Exercise task 1 ▸
In the text passage about the PhD journey, what system did the writer build to tackle poor quality content on Facebook?

Three years into the program, I had virtually nothing that would be part of my thesis. But the good part was that the worst was over. The next 16 months or so were all about constructing the castle of my thesis brick by brick.

I’ve always been inclined towards “building systems” more than studying / reading about things, i.e. I prefer the “practical” over the “theoretical”. However, PhD [in most cases] is incomplete without theory. I couldn’t keep myself away from thinking about a practical solution approach when I saw a problem, and at the same time, I knew that PhD would keep itself away from me if I didn’t do well at theoretically backing up a proposed solution. I had to cater to both, and I was able to do it in the form of Facebook Inspector. I identified a problem [of poor quality content running riot on Facebook], gathered some data, used the all-mightly theory-heavy machine learning and natural language processing to solve the problem, and put out the solution in the form of a system for everyone to use. That’s pretty much what Facebook Inspector was [easier said than done, trust me]. It satisfied my appetite for “building” systems and at the same time, had the potential to bring theory to the scene.

I did one project and wrote a paper, then another, and another, and went on and on. Each paper (or project I took up) was completely defined by me, unlike the kind of projects I had done during the initial phase of my journey. I learnt from every project and used the learning to improve the quality of the next project. I slowly gained my confidence back. I was getting back on my feet, but somewhere inside, I knew I wasn’t the best at what I was doing. Whatever I was doing “needed to be done” more than me “wanting to do it”. Whether I wanted to do this for a career was questionable. I had come to terms with what PhD research was, but it had taken me slightly far away from what I “really” wanted to do. Would this last forever? Would things change after some time? Would I be able to get back to doing what I want and still be good enough at research? I didn’t have the answers. Moreover, I didn’t have the time to look for answers. Building a strong thesis was top priority. It was the only priority.

Exercise task 2 ▸
Change "What to find" to "Target" in the listing, from its start through the line containing "[0,151,650,776]", and give back only those lines with nothing else altered.

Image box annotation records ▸
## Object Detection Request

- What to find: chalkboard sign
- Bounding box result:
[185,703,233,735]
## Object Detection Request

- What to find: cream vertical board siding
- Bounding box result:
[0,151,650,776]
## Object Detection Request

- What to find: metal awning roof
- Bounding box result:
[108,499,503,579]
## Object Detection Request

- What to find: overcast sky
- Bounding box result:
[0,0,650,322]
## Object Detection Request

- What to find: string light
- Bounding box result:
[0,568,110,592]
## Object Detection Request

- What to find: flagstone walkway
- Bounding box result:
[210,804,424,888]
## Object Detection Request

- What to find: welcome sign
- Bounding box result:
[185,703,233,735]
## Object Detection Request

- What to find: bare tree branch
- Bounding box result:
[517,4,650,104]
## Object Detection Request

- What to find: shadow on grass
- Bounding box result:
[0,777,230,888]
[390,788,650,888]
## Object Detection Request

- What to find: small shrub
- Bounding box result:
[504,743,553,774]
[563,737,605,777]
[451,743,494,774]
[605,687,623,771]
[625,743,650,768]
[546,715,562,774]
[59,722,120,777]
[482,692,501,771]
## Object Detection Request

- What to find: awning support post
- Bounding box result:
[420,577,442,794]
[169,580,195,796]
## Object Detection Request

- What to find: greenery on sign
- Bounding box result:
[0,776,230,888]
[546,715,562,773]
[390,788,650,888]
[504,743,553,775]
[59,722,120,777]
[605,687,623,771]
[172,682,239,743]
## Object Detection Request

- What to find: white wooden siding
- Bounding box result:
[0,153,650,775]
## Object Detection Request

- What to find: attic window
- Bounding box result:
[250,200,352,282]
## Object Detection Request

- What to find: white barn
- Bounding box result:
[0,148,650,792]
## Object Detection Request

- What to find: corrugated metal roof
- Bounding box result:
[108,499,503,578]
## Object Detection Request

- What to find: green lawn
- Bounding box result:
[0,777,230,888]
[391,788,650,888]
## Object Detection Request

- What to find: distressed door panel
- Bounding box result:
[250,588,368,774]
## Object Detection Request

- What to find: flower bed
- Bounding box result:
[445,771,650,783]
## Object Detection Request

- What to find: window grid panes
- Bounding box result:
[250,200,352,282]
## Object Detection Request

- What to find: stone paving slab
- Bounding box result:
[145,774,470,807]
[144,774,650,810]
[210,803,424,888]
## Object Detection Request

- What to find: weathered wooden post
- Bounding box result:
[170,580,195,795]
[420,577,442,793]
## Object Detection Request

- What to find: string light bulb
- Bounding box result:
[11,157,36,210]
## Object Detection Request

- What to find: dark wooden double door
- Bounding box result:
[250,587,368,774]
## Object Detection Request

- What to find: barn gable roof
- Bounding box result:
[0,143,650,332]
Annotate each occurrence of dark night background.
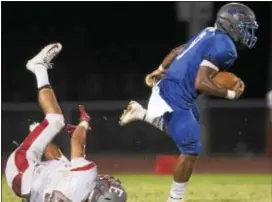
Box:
[1,2,272,153]
[2,2,270,102]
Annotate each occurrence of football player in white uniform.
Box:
[6,43,127,202]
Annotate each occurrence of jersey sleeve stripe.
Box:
[200,60,219,71]
[71,161,96,171]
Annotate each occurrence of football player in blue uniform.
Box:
[119,3,258,202]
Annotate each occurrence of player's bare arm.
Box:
[195,66,245,99]
[145,45,184,87]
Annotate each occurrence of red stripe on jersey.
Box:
[71,161,96,171]
[12,119,49,197]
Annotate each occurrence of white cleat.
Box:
[26,43,62,73]
[119,101,146,126]
[29,122,40,132]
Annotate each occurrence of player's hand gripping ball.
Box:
[212,72,245,99]
[213,72,241,90]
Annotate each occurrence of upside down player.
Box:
[6,43,126,202]
[119,3,258,202]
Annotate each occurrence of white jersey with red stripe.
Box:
[30,158,97,202]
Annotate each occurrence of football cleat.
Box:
[119,101,146,126]
[26,43,62,73]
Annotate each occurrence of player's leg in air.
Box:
[6,43,64,197]
[119,101,201,202]
[29,122,68,161]
[120,3,258,202]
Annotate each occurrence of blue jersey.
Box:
[159,27,237,110]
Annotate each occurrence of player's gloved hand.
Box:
[233,80,245,99]
[145,68,165,88]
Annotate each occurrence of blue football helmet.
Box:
[215,3,259,48]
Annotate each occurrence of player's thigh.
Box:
[192,104,200,122]
[165,110,201,155]
[24,114,64,163]
[5,152,19,187]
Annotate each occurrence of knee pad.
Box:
[46,114,65,130]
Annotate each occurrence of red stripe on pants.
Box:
[12,119,49,197]
[71,162,96,171]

Exercise answer 1 ▸
Facebook Inspector

Exercise answer 2 ▸
## Object Detection Request

- Target: chalkboard sign
- Bounding box result:
[185,703,233,735]
## Object Detection Request

- Target: cream vertical board siding
- Bounding box result:
[0,151,650,776]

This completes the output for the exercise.